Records
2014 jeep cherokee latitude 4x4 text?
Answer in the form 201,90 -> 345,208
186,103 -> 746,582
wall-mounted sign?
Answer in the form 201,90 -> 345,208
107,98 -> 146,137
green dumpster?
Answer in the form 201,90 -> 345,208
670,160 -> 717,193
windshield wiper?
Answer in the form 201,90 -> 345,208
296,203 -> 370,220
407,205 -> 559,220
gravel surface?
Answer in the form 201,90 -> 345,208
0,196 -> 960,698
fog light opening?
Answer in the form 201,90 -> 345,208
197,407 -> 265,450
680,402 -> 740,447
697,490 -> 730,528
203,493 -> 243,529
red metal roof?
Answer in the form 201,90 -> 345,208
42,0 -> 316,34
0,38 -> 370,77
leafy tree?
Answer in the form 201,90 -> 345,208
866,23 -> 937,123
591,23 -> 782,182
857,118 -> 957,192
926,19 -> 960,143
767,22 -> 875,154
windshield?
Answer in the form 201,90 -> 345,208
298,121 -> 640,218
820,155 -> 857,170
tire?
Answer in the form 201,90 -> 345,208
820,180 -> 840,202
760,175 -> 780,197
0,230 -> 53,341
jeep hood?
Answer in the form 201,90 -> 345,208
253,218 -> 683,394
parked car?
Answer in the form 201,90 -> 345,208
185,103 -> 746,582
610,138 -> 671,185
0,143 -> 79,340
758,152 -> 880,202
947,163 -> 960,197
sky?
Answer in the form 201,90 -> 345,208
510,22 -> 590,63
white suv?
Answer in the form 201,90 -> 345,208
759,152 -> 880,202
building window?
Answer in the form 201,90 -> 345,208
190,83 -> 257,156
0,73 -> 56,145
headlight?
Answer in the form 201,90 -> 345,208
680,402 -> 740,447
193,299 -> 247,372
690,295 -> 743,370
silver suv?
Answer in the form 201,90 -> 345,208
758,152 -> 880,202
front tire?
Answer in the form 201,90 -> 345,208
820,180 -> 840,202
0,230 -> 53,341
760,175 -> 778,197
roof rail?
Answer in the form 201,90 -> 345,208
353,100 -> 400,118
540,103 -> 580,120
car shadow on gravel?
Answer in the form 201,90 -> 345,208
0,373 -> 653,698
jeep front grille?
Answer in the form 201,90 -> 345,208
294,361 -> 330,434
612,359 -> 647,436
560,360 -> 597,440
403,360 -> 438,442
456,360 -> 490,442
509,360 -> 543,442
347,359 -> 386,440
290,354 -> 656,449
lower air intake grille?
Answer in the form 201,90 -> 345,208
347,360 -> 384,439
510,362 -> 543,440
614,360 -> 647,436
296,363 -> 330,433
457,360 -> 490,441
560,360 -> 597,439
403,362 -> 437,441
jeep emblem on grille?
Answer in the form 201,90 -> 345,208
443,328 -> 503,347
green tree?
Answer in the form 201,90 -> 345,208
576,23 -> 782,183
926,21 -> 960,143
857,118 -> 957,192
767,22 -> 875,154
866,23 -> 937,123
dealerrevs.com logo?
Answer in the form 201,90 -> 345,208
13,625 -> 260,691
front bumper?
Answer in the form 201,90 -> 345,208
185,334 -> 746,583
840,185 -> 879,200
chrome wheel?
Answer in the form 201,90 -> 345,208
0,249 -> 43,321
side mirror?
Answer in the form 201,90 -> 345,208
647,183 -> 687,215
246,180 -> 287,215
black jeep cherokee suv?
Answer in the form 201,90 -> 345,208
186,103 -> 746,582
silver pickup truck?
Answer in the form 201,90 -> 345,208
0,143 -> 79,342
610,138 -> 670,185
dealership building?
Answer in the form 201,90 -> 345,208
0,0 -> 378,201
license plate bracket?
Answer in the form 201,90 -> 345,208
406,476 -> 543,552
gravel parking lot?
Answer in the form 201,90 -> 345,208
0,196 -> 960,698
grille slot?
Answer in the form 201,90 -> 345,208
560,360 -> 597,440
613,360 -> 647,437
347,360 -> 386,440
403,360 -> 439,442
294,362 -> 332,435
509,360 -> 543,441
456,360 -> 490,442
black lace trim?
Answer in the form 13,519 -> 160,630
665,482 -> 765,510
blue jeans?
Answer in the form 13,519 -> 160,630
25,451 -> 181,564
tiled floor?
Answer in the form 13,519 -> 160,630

__What the task asks__
Convert every line of the listing above into a numbered list, omitting any blank lines.

__Expected answer__
1. 2014 jeep cherokee latitude 4x4 text?
2. Answer in the form 201,90 -> 345,208
3. 186,103 -> 746,582
4. wall-mounted sign?
5. Answer in the form 201,90 -> 345,208
6. 107,98 -> 146,137
7. green dumpster?
8. Answer in the form 201,90 -> 345,208
9. 670,160 -> 717,193
10. windshield wiper?
11. Answer in the form 201,90 -> 345,208
12. 296,203 -> 370,220
13. 407,205 -> 559,220
14. gravel surface?
15. Answer in the form 201,90 -> 345,208
16. 0,196 -> 960,698
17. fog light opening?
18. Answer in the form 201,90 -> 345,208
19. 197,407 -> 265,450
20. 680,402 -> 740,447
21. 697,490 -> 730,528
22. 203,493 -> 243,529
23. red metal roof?
24. Answer in the form 201,90 -> 345,208
25. 42,0 -> 316,34
26. 0,38 -> 370,77
27. leafy tree?
28. Answer in the form 201,90 -> 345,208
29. 866,23 -> 937,123
30. 591,23 -> 782,182
31. 857,118 -> 957,192
32. 926,19 -> 960,143
33. 767,22 -> 875,154
34. windshield?
35. Answer in the form 201,90 -> 345,208
36. 298,121 -> 640,218
37. 820,155 -> 857,170
38. tire?
39. Answer in the form 201,90 -> 345,208
40. 820,180 -> 840,202
41. 760,175 -> 780,197
42. 0,230 -> 53,341
43. jeep hood?
44. Answer in the form 201,90 -> 345,208
45. 253,218 -> 683,394
46. parked car?
47. Answer in the form 201,90 -> 345,208
48. 185,103 -> 746,582
49. 610,138 -> 671,185
50. 0,143 -> 79,340
51. 758,152 -> 880,202
52. 947,163 -> 960,197
53. sky?
54. Answer in the form 201,90 -> 345,208
55. 510,22 -> 590,63
56. white suv?
57. Answer in the form 201,90 -> 345,208
58. 759,152 -> 880,202
59. building window?
60. Answer in the form 201,90 -> 345,208
61. 190,83 -> 257,156
62. 0,73 -> 56,145
63. headlight?
64. Answer in the form 201,90 -> 345,208
65. 680,402 -> 740,447
66. 193,299 -> 247,372
67. 690,295 -> 743,370
68. silver suv?
69. Answer in the form 201,90 -> 345,208
70. 758,152 -> 880,202
71. front tire?
72. Answer in the form 201,90 -> 345,208
73. 820,180 -> 840,202
74. 0,230 -> 53,341
75. 760,175 -> 778,197
76. roof rail?
77. Answer in the form 201,90 -> 345,208
78. 353,100 -> 400,118
79. 540,103 -> 580,120
80. car shadow on gravel?
81. Answer in the form 201,90 -> 345,208
82. 0,373 -> 653,698
83. jeep front grille?
84. Answer in the form 201,90 -> 345,208
85. 294,361 -> 330,434
86. 612,359 -> 647,436
87. 560,360 -> 597,440
88. 403,360 -> 438,442
89. 456,360 -> 490,442
90. 509,360 -> 543,442
91. 347,359 -> 386,440
92. 290,354 -> 656,449
93. lower air intake grille?
94. Answer in the form 201,90 -> 345,208
95. 347,360 -> 384,439
96. 510,362 -> 543,440
97. 614,360 -> 647,436
98. 296,363 -> 330,433
99. 457,360 -> 490,441
100. 560,360 -> 597,439
101. 403,362 -> 437,441
102. jeep emblem on grille?
103. Answer in the form 201,90 -> 345,208
104. 443,328 -> 503,347
105. green tree?
106. Answer in the form 201,90 -> 345,208
107. 576,23 -> 782,183
108. 926,21 -> 960,143
109. 857,118 -> 957,192
110. 767,22 -> 875,154
111. 866,23 -> 937,123
112. dealerrevs.com logo?
113. Answer in the form 201,90 -> 345,208
114. 13,625 -> 260,691
115. front bumper?
116. Answer in the form 201,90 -> 345,208
117. 185,334 -> 746,583
118. 840,185 -> 879,200
119. chrome wheel?
120. Answer in the form 201,90 -> 345,208
121. 0,249 -> 43,321
122. side mirror?
123. Answer in the form 201,90 -> 345,208
124. 647,183 -> 687,215
125. 246,180 -> 287,215
126. black jeep cherokee suv?
127. Answer in the form 201,90 -> 345,208
128. 186,103 -> 746,582
129. silver pickup truck?
130. Answer in the form 201,90 -> 345,208
131. 0,143 -> 79,342
132. 610,138 -> 670,185
133. dealership building?
134. Answer in the form 201,90 -> 345,208
135. 0,0 -> 378,201
136. license plate bracket?
137. Answer in the form 201,90 -> 345,208
138. 406,476 -> 543,552
139. gravel parking lot?
140. Answer in the form 201,90 -> 345,208
141. 0,196 -> 960,698
142. grille slot?
143. Answer in the form 201,90 -> 345,208
144. 560,360 -> 597,440
145. 613,360 -> 647,437
146. 347,360 -> 386,440
147. 403,360 -> 439,442
148. 294,362 -> 332,435
149. 509,360 -> 543,441
150. 456,360 -> 490,442
151. black lace trim?
152. Answer in the form 13,519 -> 160,630
153. 665,482 -> 765,510
154. blue jeans?
155. Answer in the form 13,519 -> 160,630
156. 25,451 -> 181,564
157. tiled floor?
158. Answer in the form 13,519 -> 160,630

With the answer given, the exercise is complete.